--- Start Data supplied ---

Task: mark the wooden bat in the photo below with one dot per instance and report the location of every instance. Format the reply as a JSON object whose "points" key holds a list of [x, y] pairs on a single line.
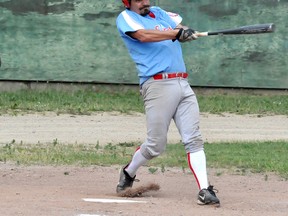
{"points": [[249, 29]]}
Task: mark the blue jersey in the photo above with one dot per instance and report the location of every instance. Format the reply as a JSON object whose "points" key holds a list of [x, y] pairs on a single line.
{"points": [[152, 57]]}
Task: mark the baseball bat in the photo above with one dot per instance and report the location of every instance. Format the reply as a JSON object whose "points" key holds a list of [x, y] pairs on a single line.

--- End Data supplied ---
--- Start Data supplied ---

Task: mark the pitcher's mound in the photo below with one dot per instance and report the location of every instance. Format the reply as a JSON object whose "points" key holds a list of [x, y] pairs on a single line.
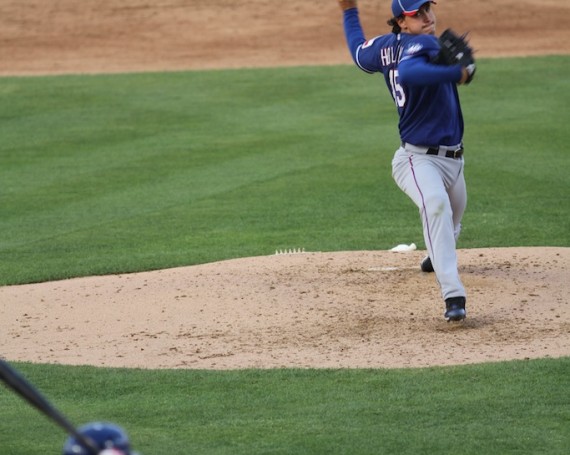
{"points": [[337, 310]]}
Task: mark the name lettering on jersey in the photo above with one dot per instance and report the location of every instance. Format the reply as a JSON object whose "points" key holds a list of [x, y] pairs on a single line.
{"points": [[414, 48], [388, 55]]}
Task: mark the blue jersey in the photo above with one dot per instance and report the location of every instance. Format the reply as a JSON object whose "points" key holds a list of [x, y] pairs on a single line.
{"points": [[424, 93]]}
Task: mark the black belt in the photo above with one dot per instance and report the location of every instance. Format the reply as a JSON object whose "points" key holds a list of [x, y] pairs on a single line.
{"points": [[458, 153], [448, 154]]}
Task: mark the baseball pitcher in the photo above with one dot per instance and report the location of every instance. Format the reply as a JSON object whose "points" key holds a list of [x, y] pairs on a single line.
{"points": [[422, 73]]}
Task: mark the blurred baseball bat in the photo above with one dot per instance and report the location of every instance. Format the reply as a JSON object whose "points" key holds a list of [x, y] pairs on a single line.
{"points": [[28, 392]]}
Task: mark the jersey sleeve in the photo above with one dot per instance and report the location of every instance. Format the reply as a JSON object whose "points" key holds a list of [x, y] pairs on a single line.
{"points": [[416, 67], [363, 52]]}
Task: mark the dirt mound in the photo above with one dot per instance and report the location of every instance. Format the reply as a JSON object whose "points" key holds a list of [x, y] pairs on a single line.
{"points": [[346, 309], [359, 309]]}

--- End Data supplied ---

**Set task**
Please give the listing from the line that contains "Task: mark the wooden" through the line that contains "Task: mark the baseball bat" as a Markdown table with the columns No. and Text. Number each row, skip blank lines, and leave the pictures out.

**Reply to the task**
| No. | Text |
|---|---|
| 1 | Task: mark the wooden bat in the photo below with one dot per instance and report the location of every instance. Format the reply as a JSON object whose "points" key holds a list of [x, y] pairs on a single line. |
| 2 | {"points": [[249, 29]]} |
| 3 | Task: mark the blue jersey in the photo above with one dot per instance and report the location of every instance. Format the reply as a JSON object whose "points" key holds a list of [x, y] pairs on a single line. |
| 4 | {"points": [[152, 57]]} |
| 5 | Task: mark the baseball bat in the photo above with one dot per instance and report the location of every instance. Format the reply as a JSON object whose "points" key holds a list of [x, y] pairs on a single line. |